(Texte de l'exercice)
────────

On comprend aisément le souci des auteurs de ne pas amplifier la place prise par ces nouvelles formes d’agir en société par rapport à d’autres plus anciennes dont elles ne sont que la suite logique, mais on s’étonne de ne pas y voir une seule allusion. Le droit s’applique aussi au numérique et à ses usages… or ceux-ci sont devenus presque majoritaires dans la vie des jeunes. L’avantage de parle en termes de principes est de dépasser l’ici et là de la technique et des usages, l’inconvénient est, en les passant sous silence, d’en faire un monde à part.
On retrouve ici, comme dans le domaine précédent, le refus de l’expression explicite de l’incertain : comme si la directive étatique devait être pleine, rassurante et complète. Or le monde révèle chaque jour les situations d’incomplétudes comme la norme du quotidien. Certes, il faut donner quitus aux auteurs d’avoir réactualisé la fameuse « disputatio », mais laïcisée. Toutefois, le devoir d’obéissance reste rappelé sous ses différentes formes… reliant ainsi rationalité et acceptation de la loi.
On perçoit dans ce texte aussi l’hésitation entre la règle et la sensibilité, entre le suivisme et l’initiative. En fait le problème soulevé par cette rédaction de projet de socle c’est celui de la perception d’une pratique culturelle nouvelle, basée sur le numérique, les réseaux, les échanges et l’accès sans intermédiaire aux informations, et celui d’un cadre formel, celui de l’état et de la loi auquel il faut faire accéder le jeune. On a l’impression que l’on est au milieu du gué. La loi, l’état, ne font plus sens de la même manière dans un espace numérique que dans un espace physique. On l’a observé à plusieurs reprises dans plusieurs évènements, la perception de la réalité est déformée par la médiation technologique, mais on ne sait pas encore comment le prendre en compte. En d’autres termes, on ne sait pas comment éduquer à la prise en compte des intermédiaires techniques (matériels et logiciels, algorithmes) et en particulier ceux du numérique. Du coup le repli sur les bases traditionnelles semble bienvenu. Mais c’est oublier un phénomène essentiel : la loi n’est pas la même dans tous les pays, les cultures sont bien différentes selon les histoires des peuples. Aujourd’hui le numérique à la suite du développement de tous les moyens de communication a métissé la perception du monde. En d’autres termes le monde que je perçois n’est pas seulement celui de mon village, de mon quartier, de mes parents, de mes éducateurs, de mes enseignants.
Cette perception nouvelle du monde, qui évidemment dérange le local et le dépasse, ne peut être ignorée, ou interdite. On le voit avec les règlements intérieurs des établissements scolaires qui ne cessent d’évoluer sous l’effet des nouvelles pratiques sociales. Il n’y a pas de raison que cela ne se passe pas de la même manière avec les lois du pays. Se limiter à la « constitution de notre pays », c’est donner un repère, mais c’est aussi limiter la perception du monde. Est-ce encore possible aujourd’hui ? Est-ce acceptable pour l’éducateur ?

────────

(Données recueillies)
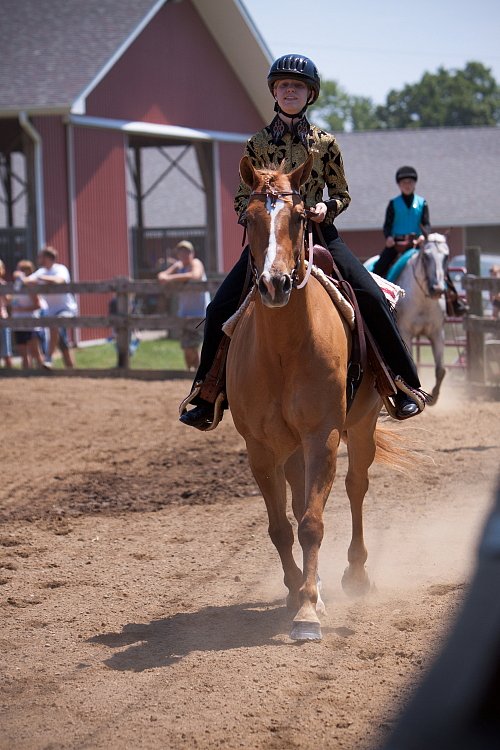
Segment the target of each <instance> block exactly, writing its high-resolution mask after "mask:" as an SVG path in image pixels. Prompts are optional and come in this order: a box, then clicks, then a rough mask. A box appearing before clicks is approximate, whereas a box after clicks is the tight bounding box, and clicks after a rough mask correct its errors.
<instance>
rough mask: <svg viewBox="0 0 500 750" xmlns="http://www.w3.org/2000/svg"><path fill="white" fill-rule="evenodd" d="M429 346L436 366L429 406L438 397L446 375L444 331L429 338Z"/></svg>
mask: <svg viewBox="0 0 500 750" xmlns="http://www.w3.org/2000/svg"><path fill="white" fill-rule="evenodd" d="M443 330H444V329H443ZM431 346H432V354H433V357H434V362H435V363H436V367H435V375H436V384H435V385H434V388H433V389H432V393H431V400H430V401H429V406H434V404H435V403H437V400H438V398H439V393H440V391H441V383H442V382H443V379H444V376H445V375H446V369H445V366H444V332H440V333H439V335H438V336H436V337H435V338H434V339H431Z"/></svg>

────────

(Consignes)
• A. Recopiez, dans le texte sur le numérique et la loi, tout le passage qui va de « Cette perception nouvelle » jusqu'à « pour l’éducateur ? ».
• B. Indiquez, s'il vous plaît, si chaque affirmation ci-dessous concorde avec le texte sur le numérique et la loi. Répondez par oui ou par non et citez exactement les mots du texte qui permettent de trancher.
(i) Les règlements intérieurs des établissements scolaires restent inchangés.
(ii) La loi est la même dans tous les pays.
(iii) La médiation technologique déforme la perception de la réalité.

(Réponses rédigées)
• A.
Cette perception nouvelle du monde, qui évidemment dérange le local et le dépasse, ne peut être ignorée, ou interdite. On le voit avec les règlements intérieurs des établissements scolaires qui ne cessent d’évoluer sous l’effet des nouvelles pratiques sociales. Il n’y a pas de raison que cela ne se passe pas de la même manière avec les lois du pays. Se limiter à la « constitution de notre pays », c’est donner un repère, mais c’est aussi limiter la perception du monde. Est-ce encore possible aujourd’hui ? Est-ce acceptable pour l’éducateur ?

• B.
(i) Non : « les règlements intérieurs des établissements scolaires qui ne cessent d’évoluer sous l’effet des nouvelles pratiques sociales »
(ii) Non : « la loi n’est pas la même dans tous les pays »
(iii) Oui : « la perception de la réalité est déformée par la médiation technologique »